WORK INSTRUCTIONS:
Take the line containing "of the hanging" and all lines after it to the end of the records, and output them exactly.

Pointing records
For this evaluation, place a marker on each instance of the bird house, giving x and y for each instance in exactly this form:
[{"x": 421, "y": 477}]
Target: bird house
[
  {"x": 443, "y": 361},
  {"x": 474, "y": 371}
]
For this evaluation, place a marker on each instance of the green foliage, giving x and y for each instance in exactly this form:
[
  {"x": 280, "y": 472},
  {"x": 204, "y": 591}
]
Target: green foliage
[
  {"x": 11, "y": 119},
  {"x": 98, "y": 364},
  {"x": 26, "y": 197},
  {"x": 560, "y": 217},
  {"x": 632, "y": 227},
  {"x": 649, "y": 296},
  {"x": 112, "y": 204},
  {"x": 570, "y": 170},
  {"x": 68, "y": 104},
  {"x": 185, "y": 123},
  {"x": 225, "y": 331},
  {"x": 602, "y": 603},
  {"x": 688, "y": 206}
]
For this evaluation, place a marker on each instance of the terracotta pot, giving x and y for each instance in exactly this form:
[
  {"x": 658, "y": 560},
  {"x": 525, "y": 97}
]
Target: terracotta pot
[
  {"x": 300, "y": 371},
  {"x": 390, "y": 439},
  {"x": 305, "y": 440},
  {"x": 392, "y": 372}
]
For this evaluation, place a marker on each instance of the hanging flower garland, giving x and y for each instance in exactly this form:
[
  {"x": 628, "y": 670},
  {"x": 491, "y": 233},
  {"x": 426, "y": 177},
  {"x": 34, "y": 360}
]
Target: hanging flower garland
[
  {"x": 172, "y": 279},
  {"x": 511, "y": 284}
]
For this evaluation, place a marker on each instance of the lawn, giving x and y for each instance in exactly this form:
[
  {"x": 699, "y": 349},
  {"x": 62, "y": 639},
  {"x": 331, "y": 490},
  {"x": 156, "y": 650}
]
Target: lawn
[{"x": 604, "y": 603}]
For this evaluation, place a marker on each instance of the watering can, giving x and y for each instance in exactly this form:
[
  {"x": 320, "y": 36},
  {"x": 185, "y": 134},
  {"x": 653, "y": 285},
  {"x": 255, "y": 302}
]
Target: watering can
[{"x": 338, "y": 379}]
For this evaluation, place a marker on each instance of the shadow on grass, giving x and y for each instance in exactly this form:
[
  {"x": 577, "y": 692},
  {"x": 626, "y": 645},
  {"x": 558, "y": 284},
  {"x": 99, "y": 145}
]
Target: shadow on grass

COMPLETE ANSWER:
For this evaluation, place a marker on each instance of the hanging flower garland, giving x and y for each instance in exactly this form:
[
  {"x": 628, "y": 670},
  {"x": 491, "y": 233},
  {"x": 426, "y": 177},
  {"x": 34, "y": 360}
]
Target: hanging flower garland
[
  {"x": 172, "y": 279},
  {"x": 511, "y": 284}
]
For this evaluation, place a marker on each instance of the lawn, giving x and y for each instance in exactly this form:
[
  {"x": 699, "y": 349},
  {"x": 62, "y": 639},
  {"x": 331, "y": 490},
  {"x": 156, "y": 650}
]
Target: lawn
[{"x": 604, "y": 603}]
For this evaluation, place a marker on each instance of the watering can, giving x and y for each instance in exactly this form:
[
  {"x": 320, "y": 36},
  {"x": 185, "y": 134},
  {"x": 653, "y": 285},
  {"x": 255, "y": 302}
]
Target: watering can
[{"x": 338, "y": 379}]
For this evaluation, place a marker on each instance of the shadow on grass, giving x and y for each instance in exactly this form:
[
  {"x": 577, "y": 692},
  {"x": 626, "y": 645},
  {"x": 558, "y": 284},
  {"x": 99, "y": 145}
]
Target: shadow on grass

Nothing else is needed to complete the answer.